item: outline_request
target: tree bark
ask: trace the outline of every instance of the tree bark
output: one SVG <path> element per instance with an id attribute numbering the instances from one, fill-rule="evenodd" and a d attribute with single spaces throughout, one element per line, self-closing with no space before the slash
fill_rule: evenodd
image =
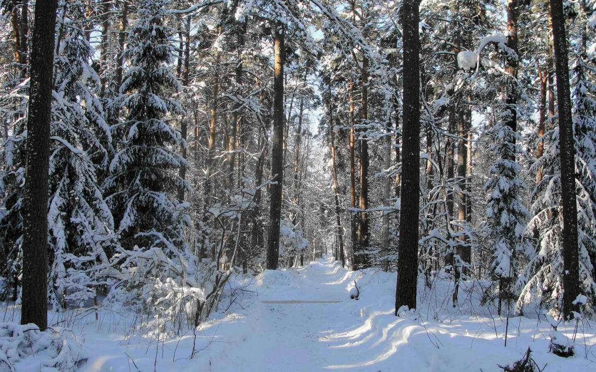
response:
<path id="1" fill-rule="evenodd" d="M 547 111 L 547 86 L 548 84 L 548 74 L 538 69 L 538 79 L 540 80 L 540 107 L 538 119 L 538 146 L 536 149 L 536 158 L 539 159 L 544 155 L 544 140 L 542 138 L 546 132 L 546 111 Z M 536 171 L 536 183 L 538 184 L 542 180 L 543 170 L 542 167 Z"/>
<path id="2" fill-rule="evenodd" d="M 128 0 L 122 0 L 120 5 L 120 24 L 118 26 L 118 54 L 116 57 L 116 87 L 120 90 L 122 85 L 124 65 L 124 43 L 126 40 L 126 29 L 128 27 Z"/>
<path id="3" fill-rule="evenodd" d="M 362 108 L 361 116 L 362 124 L 365 124 L 368 119 L 368 60 L 365 56 L 362 58 Z M 368 260 L 367 257 L 367 250 L 368 248 L 370 237 L 368 235 L 368 219 L 366 210 L 368 208 L 368 140 L 360 140 L 360 196 L 358 198 L 358 207 L 360 212 L 358 212 L 358 252 L 354 255 L 356 259 L 355 262 L 355 268 L 359 270 L 368 266 Z"/>
<path id="4" fill-rule="evenodd" d="M 395 293 L 395 315 L 402 306 L 416 307 L 418 279 L 418 195 L 420 187 L 420 76 L 419 1 L 403 0 L 403 146 L 402 165 L 402 215 Z"/>
<path id="5" fill-rule="evenodd" d="M 575 148 L 571 116 L 569 65 L 567 32 L 561 0 L 550 0 L 553 46 L 557 75 L 560 146 L 561 187 L 563 204 L 563 311 L 573 318 L 579 306 L 573 302 L 579 294 L 579 263 L 578 252 L 578 205 L 575 198 Z"/>
<path id="6" fill-rule="evenodd" d="M 101 2 L 101 45 L 100 48 L 100 84 L 101 86 L 101 96 L 105 96 L 105 85 L 107 79 L 108 49 L 109 49 L 110 5 L 111 0 L 103 0 Z M 119 88 L 120 87 L 118 87 Z"/>
<path id="7" fill-rule="evenodd" d="M 284 179 L 284 37 L 285 29 L 281 23 L 275 24 L 274 53 L 275 75 L 273 82 L 273 140 L 271 148 L 271 177 L 269 187 L 269 228 L 267 240 L 267 268 L 277 268 L 280 255 L 280 224 Z"/>
<path id="8" fill-rule="evenodd" d="M 391 131 L 387 129 L 385 136 L 385 154 L 383 159 L 383 168 L 389 169 L 391 166 L 391 142 L 392 138 L 389 133 Z M 389 193 L 391 191 L 391 179 L 385 177 L 383 180 L 383 206 L 386 208 L 389 207 Z M 383 211 L 383 220 L 381 221 L 382 230 L 381 231 L 381 242 L 382 249 L 381 250 L 381 257 L 383 257 L 381 261 L 381 268 L 384 271 L 386 271 L 389 268 L 389 261 L 387 255 L 389 254 L 389 212 L 388 210 Z"/>
<path id="9" fill-rule="evenodd" d="M 184 57 L 182 68 L 182 86 L 187 87 L 190 83 L 190 24 L 191 17 L 189 15 L 186 19 L 186 26 L 184 30 Z M 181 48 L 181 49 L 182 48 Z M 185 116 L 180 120 L 180 135 L 185 142 L 188 135 L 188 119 Z M 187 146 L 185 143 L 180 144 L 180 155 L 186 160 L 187 158 Z M 181 167 L 178 170 L 178 176 L 182 180 L 186 179 L 186 167 Z M 178 189 L 178 198 L 180 201 L 184 201 L 184 187 L 181 187 Z"/>
<path id="10" fill-rule="evenodd" d="M 56 0 L 35 3 L 23 204 L 21 324 L 48 327 L 48 185 Z"/>
<path id="11" fill-rule="evenodd" d="M 331 95 L 330 94 L 330 96 Z M 333 98 L 331 98 L 333 99 Z M 339 183 L 337 182 L 337 162 L 336 159 L 336 146 L 335 146 L 335 132 L 333 131 L 333 105 L 331 104 L 331 107 L 330 108 L 330 114 L 329 114 L 329 124 L 331 127 L 330 129 L 329 136 L 330 137 L 330 147 L 331 152 L 331 165 L 333 167 L 333 193 L 334 196 L 335 201 L 335 212 L 336 212 L 336 223 L 337 226 L 336 229 L 337 232 L 337 240 L 339 244 L 339 254 L 337 255 L 336 257 L 339 257 L 340 260 L 342 261 L 342 266 L 345 267 L 346 266 L 346 258 L 349 256 L 346 254 L 345 247 L 343 245 L 343 234 L 342 233 L 342 208 L 339 205 Z"/>
<path id="12" fill-rule="evenodd" d="M 356 208 L 356 160 L 354 146 L 355 145 L 355 130 L 354 127 L 354 82 L 350 80 L 348 86 L 349 94 L 349 117 L 350 120 L 350 207 Z M 350 235 L 352 240 L 352 270 L 356 269 L 356 254 L 358 251 L 358 234 L 356 225 L 356 214 L 350 212 Z"/>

= GOAL OF THE EXERCISE =
Convert every line of the data above into a Markdown table with the columns Row and Line, numbering the rows in order and skipping blank lines. Leave the pictures out of the table.

= RESPONSE TO THIS TASK =
| Row | Line |
|---|---|
| 1 | item: outline_request |
| 2 | target: tree bark |
| 3 | ask: trace the outline of every instance of the tree bark |
| 4 | output: one SVG <path> element per instance with an id attribute numbering the instances from one, fill-rule="evenodd" and a d attribute with single spaces throughout, one element per line, self-closing with no space before the slash |
| 5 | fill_rule: evenodd |
| 6 | image = |
| 7 | response: |
| 8 | <path id="1" fill-rule="evenodd" d="M 547 111 L 547 86 L 548 84 L 548 74 L 538 69 L 538 79 L 540 80 L 540 107 L 538 119 L 538 146 L 536 149 L 536 158 L 539 159 L 544 155 L 544 140 L 542 138 L 546 132 L 546 111 Z M 536 171 L 536 183 L 538 184 L 542 180 L 543 170 L 542 167 Z"/> |
| 9 | <path id="2" fill-rule="evenodd" d="M 128 0 L 122 0 L 120 5 L 120 24 L 118 26 L 118 54 L 116 57 L 116 87 L 120 90 L 122 85 L 124 65 L 124 43 L 126 40 L 126 29 L 128 27 Z"/> |
| 10 | <path id="3" fill-rule="evenodd" d="M 362 108 L 361 116 L 362 124 L 365 124 L 368 119 L 368 60 L 365 56 L 362 58 Z M 368 260 L 367 257 L 367 250 L 368 248 L 370 237 L 368 235 L 368 219 L 366 210 L 368 208 L 368 140 L 360 140 L 360 196 L 358 198 L 358 207 L 360 212 L 358 212 L 358 252 L 354 255 L 356 259 L 355 262 L 355 268 L 359 270 L 368 266 Z"/> |
| 11 | <path id="4" fill-rule="evenodd" d="M 395 293 L 395 315 L 402 306 L 416 307 L 418 279 L 418 195 L 420 187 L 420 76 L 419 1 L 403 0 L 403 146 L 402 165 L 402 215 Z"/> |
| 12 | <path id="5" fill-rule="evenodd" d="M 575 148 L 571 116 L 569 65 L 567 32 L 561 0 L 550 0 L 553 46 L 557 75 L 560 146 L 561 187 L 563 204 L 563 311 L 573 318 L 579 306 L 573 302 L 579 294 L 579 263 L 578 252 L 578 205 L 575 198 Z"/> |
| 13 | <path id="6" fill-rule="evenodd" d="M 101 2 L 101 45 L 100 48 L 100 84 L 101 86 L 101 96 L 105 96 L 105 85 L 107 79 L 108 49 L 109 49 L 110 5 L 111 0 L 103 0 Z M 119 88 L 120 87 L 118 87 Z"/> |
| 14 | <path id="7" fill-rule="evenodd" d="M 284 179 L 284 37 L 285 29 L 281 23 L 275 24 L 274 53 L 275 75 L 273 82 L 273 140 L 271 148 L 271 177 L 269 187 L 269 228 L 267 240 L 267 268 L 277 268 L 280 255 L 280 224 Z"/> |
| 15 | <path id="8" fill-rule="evenodd" d="M 391 131 L 387 129 L 385 136 L 385 154 L 383 159 L 383 168 L 389 169 L 391 166 L 391 142 L 392 138 L 389 133 Z M 389 193 L 391 191 L 391 179 L 385 177 L 383 180 L 383 206 L 386 208 L 389 207 Z M 383 211 L 383 220 L 381 221 L 382 230 L 381 231 L 381 242 L 382 249 L 381 250 L 381 257 L 383 257 L 381 261 L 381 268 L 384 271 L 386 271 L 389 268 L 389 261 L 387 255 L 389 254 L 389 212 L 388 210 Z"/> |
| 16 | <path id="9" fill-rule="evenodd" d="M 184 57 L 182 68 L 182 86 L 187 87 L 190 83 L 190 24 L 191 17 L 189 15 L 186 19 L 186 26 L 184 30 Z M 181 48 L 181 49 L 182 48 Z M 185 116 L 180 120 L 180 135 L 185 142 L 188 135 L 188 119 Z M 187 146 L 185 143 L 180 144 L 180 155 L 186 160 L 187 158 Z M 181 167 L 178 170 L 178 176 L 182 180 L 186 179 L 186 167 Z M 178 189 L 178 198 L 180 201 L 184 201 L 184 187 L 181 187 Z"/> |
| 17 | <path id="10" fill-rule="evenodd" d="M 56 0 L 35 3 L 23 204 L 21 324 L 48 327 L 48 185 Z"/> |
| 18 | <path id="11" fill-rule="evenodd" d="M 331 95 L 330 94 L 330 96 Z M 333 98 L 331 98 L 333 99 Z M 339 183 L 337 182 L 337 162 L 336 159 L 336 146 L 335 146 L 335 132 L 333 131 L 333 105 L 331 104 L 331 107 L 330 108 L 330 114 L 329 114 L 329 124 L 331 127 L 330 129 L 329 136 L 330 137 L 330 147 L 331 152 L 331 165 L 333 167 L 333 193 L 334 196 L 335 201 L 335 212 L 336 212 L 336 223 L 337 226 L 336 229 L 337 232 L 337 240 L 339 244 L 339 254 L 337 255 L 336 257 L 339 257 L 340 260 L 342 261 L 342 266 L 345 267 L 346 266 L 346 258 L 349 256 L 346 254 L 345 247 L 343 245 L 343 234 L 342 233 L 342 208 L 339 205 Z"/> |
| 19 | <path id="12" fill-rule="evenodd" d="M 356 208 L 356 160 L 354 146 L 355 145 L 355 130 L 354 127 L 354 82 L 350 80 L 348 86 L 349 94 L 349 117 L 350 120 L 350 207 Z M 350 235 L 352 240 L 352 270 L 356 269 L 356 254 L 358 251 L 358 234 L 356 225 L 356 214 L 350 212 Z"/> |